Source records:
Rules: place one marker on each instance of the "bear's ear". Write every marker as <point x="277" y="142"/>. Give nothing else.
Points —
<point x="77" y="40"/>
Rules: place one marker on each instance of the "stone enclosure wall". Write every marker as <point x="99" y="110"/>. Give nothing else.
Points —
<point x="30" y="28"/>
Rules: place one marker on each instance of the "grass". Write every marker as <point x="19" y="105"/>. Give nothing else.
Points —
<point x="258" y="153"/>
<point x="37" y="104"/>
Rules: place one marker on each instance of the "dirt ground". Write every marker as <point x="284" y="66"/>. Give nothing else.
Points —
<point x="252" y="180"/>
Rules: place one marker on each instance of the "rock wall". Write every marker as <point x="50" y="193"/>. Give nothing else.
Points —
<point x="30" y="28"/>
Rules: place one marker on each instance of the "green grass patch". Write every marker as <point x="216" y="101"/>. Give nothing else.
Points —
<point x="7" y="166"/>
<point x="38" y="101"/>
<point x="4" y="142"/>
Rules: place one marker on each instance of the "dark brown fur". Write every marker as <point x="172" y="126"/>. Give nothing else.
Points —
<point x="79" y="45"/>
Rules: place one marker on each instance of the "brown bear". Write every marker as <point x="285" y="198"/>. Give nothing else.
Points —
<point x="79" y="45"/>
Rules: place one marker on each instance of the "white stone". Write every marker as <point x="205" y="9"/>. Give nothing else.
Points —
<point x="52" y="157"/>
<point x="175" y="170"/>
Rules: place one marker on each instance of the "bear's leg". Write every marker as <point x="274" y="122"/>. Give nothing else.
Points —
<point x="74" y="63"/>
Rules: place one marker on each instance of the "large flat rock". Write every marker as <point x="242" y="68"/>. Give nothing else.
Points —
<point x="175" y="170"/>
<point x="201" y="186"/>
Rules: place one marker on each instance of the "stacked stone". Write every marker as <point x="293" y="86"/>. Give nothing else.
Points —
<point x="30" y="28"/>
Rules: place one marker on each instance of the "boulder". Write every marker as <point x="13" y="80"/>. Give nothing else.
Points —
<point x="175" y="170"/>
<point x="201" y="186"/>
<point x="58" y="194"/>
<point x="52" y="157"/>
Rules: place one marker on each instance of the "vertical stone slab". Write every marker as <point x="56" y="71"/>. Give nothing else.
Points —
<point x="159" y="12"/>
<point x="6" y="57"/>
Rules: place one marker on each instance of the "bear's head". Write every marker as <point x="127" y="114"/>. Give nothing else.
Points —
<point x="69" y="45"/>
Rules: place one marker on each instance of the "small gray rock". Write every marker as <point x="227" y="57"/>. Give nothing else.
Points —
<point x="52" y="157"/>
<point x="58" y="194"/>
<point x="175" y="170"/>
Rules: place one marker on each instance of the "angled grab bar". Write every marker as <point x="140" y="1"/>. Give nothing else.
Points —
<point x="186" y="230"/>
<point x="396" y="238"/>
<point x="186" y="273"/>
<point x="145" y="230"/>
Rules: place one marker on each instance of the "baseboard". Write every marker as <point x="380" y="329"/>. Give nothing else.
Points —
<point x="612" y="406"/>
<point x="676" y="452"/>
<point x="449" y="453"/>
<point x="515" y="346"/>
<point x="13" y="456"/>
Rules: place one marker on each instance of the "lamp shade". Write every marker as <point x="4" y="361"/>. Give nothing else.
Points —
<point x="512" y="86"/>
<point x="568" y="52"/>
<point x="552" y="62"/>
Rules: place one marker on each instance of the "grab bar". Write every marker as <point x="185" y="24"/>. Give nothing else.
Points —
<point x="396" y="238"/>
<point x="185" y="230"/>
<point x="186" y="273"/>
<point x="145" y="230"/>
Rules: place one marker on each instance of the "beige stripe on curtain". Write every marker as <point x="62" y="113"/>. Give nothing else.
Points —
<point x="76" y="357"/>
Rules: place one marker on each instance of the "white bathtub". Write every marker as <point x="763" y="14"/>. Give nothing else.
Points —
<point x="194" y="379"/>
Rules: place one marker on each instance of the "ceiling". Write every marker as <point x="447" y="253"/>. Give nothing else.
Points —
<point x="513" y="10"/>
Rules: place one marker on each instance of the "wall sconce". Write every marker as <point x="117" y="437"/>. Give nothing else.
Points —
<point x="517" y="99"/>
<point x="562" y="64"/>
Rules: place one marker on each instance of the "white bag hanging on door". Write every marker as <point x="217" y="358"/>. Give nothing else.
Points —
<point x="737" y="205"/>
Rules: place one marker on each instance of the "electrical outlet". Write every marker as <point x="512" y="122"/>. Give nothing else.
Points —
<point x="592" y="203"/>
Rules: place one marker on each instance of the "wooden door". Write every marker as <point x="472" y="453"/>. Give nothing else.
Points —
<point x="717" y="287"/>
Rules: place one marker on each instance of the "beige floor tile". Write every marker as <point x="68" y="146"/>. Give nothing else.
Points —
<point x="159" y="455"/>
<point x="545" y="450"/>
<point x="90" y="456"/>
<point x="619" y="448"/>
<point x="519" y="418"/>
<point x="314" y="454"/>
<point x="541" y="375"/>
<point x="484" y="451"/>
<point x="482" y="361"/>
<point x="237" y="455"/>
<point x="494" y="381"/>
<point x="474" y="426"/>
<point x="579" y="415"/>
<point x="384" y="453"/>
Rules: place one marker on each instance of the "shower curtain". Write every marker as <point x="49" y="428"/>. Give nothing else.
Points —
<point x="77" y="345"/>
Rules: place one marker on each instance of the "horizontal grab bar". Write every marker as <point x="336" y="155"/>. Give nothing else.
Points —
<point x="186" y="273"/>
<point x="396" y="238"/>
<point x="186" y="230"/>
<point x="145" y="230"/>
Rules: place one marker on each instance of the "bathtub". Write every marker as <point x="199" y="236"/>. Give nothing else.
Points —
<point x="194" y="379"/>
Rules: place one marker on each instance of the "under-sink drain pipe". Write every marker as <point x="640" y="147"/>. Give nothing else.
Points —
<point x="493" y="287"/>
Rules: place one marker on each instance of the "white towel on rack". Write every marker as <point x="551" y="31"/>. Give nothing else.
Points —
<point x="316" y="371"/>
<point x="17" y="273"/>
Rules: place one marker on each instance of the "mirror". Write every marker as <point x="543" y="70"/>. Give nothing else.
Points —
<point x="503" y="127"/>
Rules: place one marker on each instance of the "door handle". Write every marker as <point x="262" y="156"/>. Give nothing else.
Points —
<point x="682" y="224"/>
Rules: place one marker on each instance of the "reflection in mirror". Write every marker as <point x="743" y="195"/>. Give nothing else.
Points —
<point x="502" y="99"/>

Instructions to follow: Write out every entry verbatim.

Answer:
Rules: place one marker on each instance of the "bear's ear". Write every marker as <point x="277" y="142"/>. Give nothing else.
Points —
<point x="77" y="40"/>
Rules: place one marker on each instance of the "stone enclosure wall". Write every marker as <point x="99" y="110"/>. Give nothing else.
Points —
<point x="30" y="28"/>
Rules: place one marker on each instance of the "grass". Write every marker as <point x="19" y="105"/>. Give nothing else.
Points —
<point x="258" y="153"/>
<point x="37" y="104"/>
Rules: place one marker on each instance of the "dirt ground". Write every marker as <point x="284" y="66"/>. Give nothing else.
Points —
<point x="252" y="180"/>
Rules: place one marker on each instance of the "rock wall". Write every marker as <point x="50" y="193"/>. Give nothing else.
Points —
<point x="30" y="28"/>
Rules: place one marker on each instance of the "green grass patch". Write every marker as <point x="216" y="101"/>. Give nothing else.
Points —
<point x="7" y="166"/>
<point x="38" y="101"/>
<point x="4" y="142"/>
Rules: place one marker on each instance of the "dark brown fur". Write every marker as <point x="172" y="126"/>. Give nothing else.
Points —
<point x="79" y="45"/>
Rules: place one marker on each instance of the "brown bear". Write every marker as <point x="285" y="198"/>. Give nothing else.
Points —
<point x="79" y="45"/>
Rules: place one marker on each instance of the "white stone". Write every marker as <point x="205" y="9"/>. Give nothing else.
Points —
<point x="52" y="157"/>
<point x="175" y="170"/>
Rules: place one marker on each instance of the "bear's leg". Write every marker as <point x="274" y="122"/>. Give nothing else.
Points —
<point x="74" y="63"/>
Rules: place one marker on each instance of the "large flat rock". Write every marker as <point x="242" y="68"/>. Give nothing else.
Points —
<point x="175" y="170"/>
<point x="201" y="186"/>
Rules: place one marker on each instance of the "stacked stone". Write every marker as <point x="293" y="86"/>. Give nothing else.
Points —
<point x="30" y="28"/>
Rules: place one marker on each instance of the "boulder". Write every marker as <point x="13" y="80"/>. Give nothing else.
Points —
<point x="175" y="170"/>
<point x="201" y="186"/>
<point x="58" y="194"/>
<point x="52" y="157"/>
Rules: place one marker on each instance of the "vertical stone slab". Write every marker as <point x="56" y="71"/>. Give nothing else.
Points —
<point x="159" y="12"/>
<point x="6" y="57"/>
Rules: place one marker on each instance of the "bear's head". Write every marker as <point x="127" y="114"/>. Give nothing else.
Points —
<point x="69" y="45"/>
Rules: place one marker on each instance of the "small gray rock". Write every marker as <point x="227" y="57"/>. Give nothing else.
Points —
<point x="52" y="157"/>
<point x="58" y="194"/>
<point x="175" y="170"/>
Rules: place one marker on each instance of the "angled grab bar". Write every marker as <point x="140" y="1"/>. Give nothing else.
Points —
<point x="186" y="230"/>
<point x="396" y="238"/>
<point x="186" y="273"/>
<point x="145" y="230"/>
Rules: place one marker on each instance of the "baseboard". Write every marker as <point x="380" y="329"/>. Give nothing else.
Points —
<point x="612" y="406"/>
<point x="676" y="452"/>
<point x="449" y="453"/>
<point x="515" y="346"/>
<point x="13" y="456"/>
Rules: place one marker on each instance of the "lamp shade". Write every marker as <point x="4" y="361"/>. Give nothing else.
Points —
<point x="512" y="86"/>
<point x="568" y="52"/>
<point x="552" y="62"/>
Rules: place one marker on each instance of the "grab bar". Write every marker as <point x="185" y="24"/>. Give nothing else.
Points —
<point x="396" y="238"/>
<point x="185" y="230"/>
<point x="186" y="273"/>
<point x="145" y="230"/>
Rules: place one marker on each instance of the "beige stripe on curtain". Write every marker as <point x="62" y="113"/>. Give nothing else.
Points —
<point x="76" y="357"/>
Rules: place one marker on each instance of the "white bathtub". Write every marker as <point x="763" y="14"/>. Give nothing else.
Points —
<point x="194" y="379"/>
Rules: place one marker on each instance of the "ceiling". Write every marker as <point x="447" y="253"/>. Give nothing else.
Points —
<point x="513" y="10"/>
Rules: place one marker on each instance of the "wall sconce". Write every marker as <point x="117" y="437"/>. Give nothing else.
Points —
<point x="517" y="99"/>
<point x="562" y="64"/>
Rules: place one marker on each instance of the "white bag hanging on door". Write every marker as <point x="217" y="358"/>. Give nothing else.
Points —
<point x="737" y="205"/>
Rules: place one marker on each instance of the "electrical outlet". Write every marker as <point x="512" y="122"/>. Give nothing else.
Points —
<point x="592" y="203"/>
Rules: place one marker on each instance of the "wooden door". Write every marker as <point x="472" y="453"/>. Give nothing else.
Points —
<point x="717" y="287"/>
Rules: place one marker on each instance of the "beige floor tile". Write every marker as <point x="68" y="146"/>. Give nothing else.
Points —
<point x="159" y="455"/>
<point x="545" y="450"/>
<point x="90" y="456"/>
<point x="619" y="448"/>
<point x="519" y="418"/>
<point x="314" y="454"/>
<point x="541" y="375"/>
<point x="484" y="451"/>
<point x="482" y="361"/>
<point x="237" y="455"/>
<point x="494" y="381"/>
<point x="474" y="426"/>
<point x="579" y="415"/>
<point x="384" y="453"/>
Rules: place one marker on each instance of the "shower curtain". Write every marker as <point x="49" y="428"/>. Give nothing else.
Points —
<point x="77" y="345"/>
Rules: place one marker on each instance of the "horizontal grab bar". Write every marker as <point x="336" y="155"/>. Give nothing else.
Points —
<point x="186" y="273"/>
<point x="396" y="238"/>
<point x="186" y="230"/>
<point x="145" y="230"/>
Rules: place one marker on each instance of the "bathtub". Write every marker as <point x="199" y="236"/>. Give nothing else.
Points —
<point x="194" y="379"/>
Rules: place one marker on each instance of the "under-sink drain pipe". Write every marker as <point x="640" y="147"/>. Give nothing else.
Points —
<point x="493" y="287"/>
Rules: place one marker on each instance of the "white towel on rack". Write every marker as <point x="551" y="31"/>. Give nothing else.
Points —
<point x="316" y="371"/>
<point x="17" y="273"/>
Rules: place one marker on each instance of the "mirror". Write every marker as <point x="543" y="70"/>. Give nothing else.
Points —
<point x="503" y="127"/>
Rules: place one marker on each instance of the "door handle". Write every marker as <point x="262" y="156"/>. Give nothing else.
Points —
<point x="682" y="224"/>
Rules: place one marker on each instance of the "reflection in mirror". Write every marker as <point x="743" y="195"/>. Give nothing else.
Points —
<point x="502" y="99"/>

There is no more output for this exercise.